Consigne>
Reproduisez l'intervention ci-dessous dans son intégralité, sans la moindre modification.

Texte>
+++

Intervention de André Vallini

Séance en hémicycle du 7 mai 2014 à 15h00
Sociétés d'économie mixte à opération unique — Présentation

André Vallini, secrétaire d’état chargé de la réforme territoriale :

Monsieur le président, monsieur le président de la commission des lois constitutionnelles, de la législation et de l’administration générale de la République, monsieur le rapporteur de la commission des lois, mesdames, messieurs les députés, après le vote unanime du Sénat, le 11 décembre dernier, et le travail approfondi de votre commission des lois, vous êtes aujourd’hui appelés à discuter de la proposition de loi tendant à créer des sociétés d’économie mixte à opération unique. Je veux rappeler que ce ne sont pas moins de six propositions de loi qui ont été déposées sur ce sujet à l’initiative de députés et de sénateurs de plusieurs groupes parlementaires.

Saisie de la proposition de loi déposée le 16 octobre 2013 par MM. Jean-Léonce Dupont et Hervé Marseille, la commission des lois du Sénat a joint à son examen les propositions de loi déposées le même jour et en termes identiques à l’initiative de MM. Daniel Raoul et Antoine Lefèvre. À l’Assemblée nationale, des préoccupations similaires avaient abouti au dépôt de propositions de loi identiques à l’initiative de MM. Philippe Vigier, Jean-Marie Sermier et de votre rapporteur, M. Erwann Binet, soulignant par là même le caractère transpartisan de cette attente des élus locaux.

C’est ainsi que plus de cent signataires ont été enregistrés dans les deux chambres. Parmi eux figurent notamment Jacques Pélissard, président de l’Association des maires de France, député du Jura, Alain Rousset, président de l’Association des régions de France, député de la Gironde, et Roland Ries, président du Groupement des autorités responsables de transport, sénateur du Bas-Rhin. L’Assemblée des départements de France et l’Assemblée des communautés de France ont également pris position en faveur de cette initiative.

+++

Données présentées>
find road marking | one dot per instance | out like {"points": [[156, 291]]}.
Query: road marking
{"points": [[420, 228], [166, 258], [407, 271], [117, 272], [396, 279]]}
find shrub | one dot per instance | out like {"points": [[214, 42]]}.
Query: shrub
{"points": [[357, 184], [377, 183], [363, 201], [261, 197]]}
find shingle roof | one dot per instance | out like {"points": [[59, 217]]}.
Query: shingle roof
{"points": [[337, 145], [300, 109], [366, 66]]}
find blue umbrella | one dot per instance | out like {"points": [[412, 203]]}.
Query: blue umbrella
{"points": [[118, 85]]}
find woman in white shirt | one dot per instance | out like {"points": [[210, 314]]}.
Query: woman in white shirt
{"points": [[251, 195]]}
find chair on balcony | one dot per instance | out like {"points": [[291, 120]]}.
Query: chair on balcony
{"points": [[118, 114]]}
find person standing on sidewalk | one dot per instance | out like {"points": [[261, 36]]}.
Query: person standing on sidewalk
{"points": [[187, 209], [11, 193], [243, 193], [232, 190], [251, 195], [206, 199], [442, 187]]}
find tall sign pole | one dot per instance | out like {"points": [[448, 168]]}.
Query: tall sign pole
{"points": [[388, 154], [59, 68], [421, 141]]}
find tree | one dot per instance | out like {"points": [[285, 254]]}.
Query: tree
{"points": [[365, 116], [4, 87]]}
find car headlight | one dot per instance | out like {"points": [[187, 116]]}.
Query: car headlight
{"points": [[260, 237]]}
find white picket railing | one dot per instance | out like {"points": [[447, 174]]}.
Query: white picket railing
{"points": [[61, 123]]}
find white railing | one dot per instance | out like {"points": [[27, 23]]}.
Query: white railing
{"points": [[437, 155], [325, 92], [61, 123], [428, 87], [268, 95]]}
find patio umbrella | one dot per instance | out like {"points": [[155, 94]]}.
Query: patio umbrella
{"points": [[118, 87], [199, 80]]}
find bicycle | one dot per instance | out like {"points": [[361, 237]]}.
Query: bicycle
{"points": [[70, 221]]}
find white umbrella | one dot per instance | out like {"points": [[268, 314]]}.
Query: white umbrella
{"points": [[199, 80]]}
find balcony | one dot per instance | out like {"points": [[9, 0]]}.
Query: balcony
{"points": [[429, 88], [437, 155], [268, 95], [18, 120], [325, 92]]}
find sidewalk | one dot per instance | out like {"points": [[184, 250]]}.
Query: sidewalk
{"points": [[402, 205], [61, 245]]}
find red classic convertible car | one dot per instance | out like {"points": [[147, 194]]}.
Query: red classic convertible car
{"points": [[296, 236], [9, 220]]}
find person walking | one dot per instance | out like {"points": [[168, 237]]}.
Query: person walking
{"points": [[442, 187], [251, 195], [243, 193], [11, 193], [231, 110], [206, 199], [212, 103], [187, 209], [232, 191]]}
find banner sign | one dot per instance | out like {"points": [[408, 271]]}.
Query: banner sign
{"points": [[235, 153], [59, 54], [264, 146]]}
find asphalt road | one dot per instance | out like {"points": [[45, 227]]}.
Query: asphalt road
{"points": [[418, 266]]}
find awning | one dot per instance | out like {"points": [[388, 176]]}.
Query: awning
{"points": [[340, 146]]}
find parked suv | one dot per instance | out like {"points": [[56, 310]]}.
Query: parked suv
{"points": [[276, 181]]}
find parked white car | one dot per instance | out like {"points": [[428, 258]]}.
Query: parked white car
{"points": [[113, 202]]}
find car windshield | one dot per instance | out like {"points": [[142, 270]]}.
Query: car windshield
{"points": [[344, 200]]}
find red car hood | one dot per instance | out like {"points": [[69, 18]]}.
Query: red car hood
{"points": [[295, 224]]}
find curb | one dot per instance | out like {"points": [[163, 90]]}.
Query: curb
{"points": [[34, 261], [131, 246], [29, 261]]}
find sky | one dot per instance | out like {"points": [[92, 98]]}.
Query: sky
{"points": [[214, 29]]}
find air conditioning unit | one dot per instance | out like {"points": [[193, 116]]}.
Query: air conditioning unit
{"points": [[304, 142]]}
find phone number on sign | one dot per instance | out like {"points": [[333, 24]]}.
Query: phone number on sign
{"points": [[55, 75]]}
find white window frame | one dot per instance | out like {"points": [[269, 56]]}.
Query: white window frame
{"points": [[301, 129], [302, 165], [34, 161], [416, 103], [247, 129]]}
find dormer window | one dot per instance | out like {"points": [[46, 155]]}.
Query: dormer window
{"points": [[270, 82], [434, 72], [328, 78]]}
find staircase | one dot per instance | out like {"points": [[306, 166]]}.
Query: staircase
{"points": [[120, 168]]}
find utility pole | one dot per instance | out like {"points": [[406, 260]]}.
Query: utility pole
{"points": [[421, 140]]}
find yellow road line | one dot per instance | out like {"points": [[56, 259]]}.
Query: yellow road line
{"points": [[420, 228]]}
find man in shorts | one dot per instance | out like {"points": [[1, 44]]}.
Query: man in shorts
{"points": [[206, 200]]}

+++

Corrigé>
Intervention de André Vallini

Séance en hémicycle du 7 mai 2014 à 15h00
Sociétés d'économie mixte à opération unique — Présentation

André Vallini, secrétaire d’état chargé de la réforme territoriale :

Monsieur le président, monsieur le président de la commission des lois constitutionnelles, de la législation et de l’administration générale de la République, monsieur le rapporteur de la commission des lois, mesdames, messieurs les députés, après le vote unanime du Sénat, le 11 décembre dernier, et le travail approfondi de votre commission des lois, vous êtes aujourd’hui appelés à discuter de la proposition de loi tendant à créer des sociétés d’économie mixte à opération unique. Je veux rappeler que ce ne sont pas moins de six propositions de loi qui ont été déposées sur ce sujet à l’initiative de députés et de sénateurs de plusieurs groupes parlementaires.

Saisie de la proposition de loi déposée le 16 octobre 2013 par MM. Jean-Léonce Dupont et Hervé Marseille, la commission des lois du Sénat a joint à son examen les propositions de loi déposées le même jour et en termes identiques à l’initiative de MM. Daniel Raoul et Antoine Lefèvre. À l’Assemblée nationale, des préoccupations similaires avaient abouti au dépôt de propositions de loi identiques à l’initiative de MM. Philippe Vigier, Jean-Marie Sermier et de votre rapporteur, M. Erwann Binet, soulignant par là même le caractère transpartisan de cette attente des élus locaux.

C’est ainsi que plus de cent signataires ont été enregistrés dans les deux chambres. Parmi eux figurent notamment Jacques Pélissard, président de l’Association des maires de France, député du Jura, Alain Rousset, président de l’Association des régions de France, député de la Gironde, et Roland Ries, président du Groupement des autorités responsables de transport, sénateur du Bas-Rhin. L’Assemblée des départements de France et l’Assemblée des communautés de France ont également pris position en faveur de cette initiative.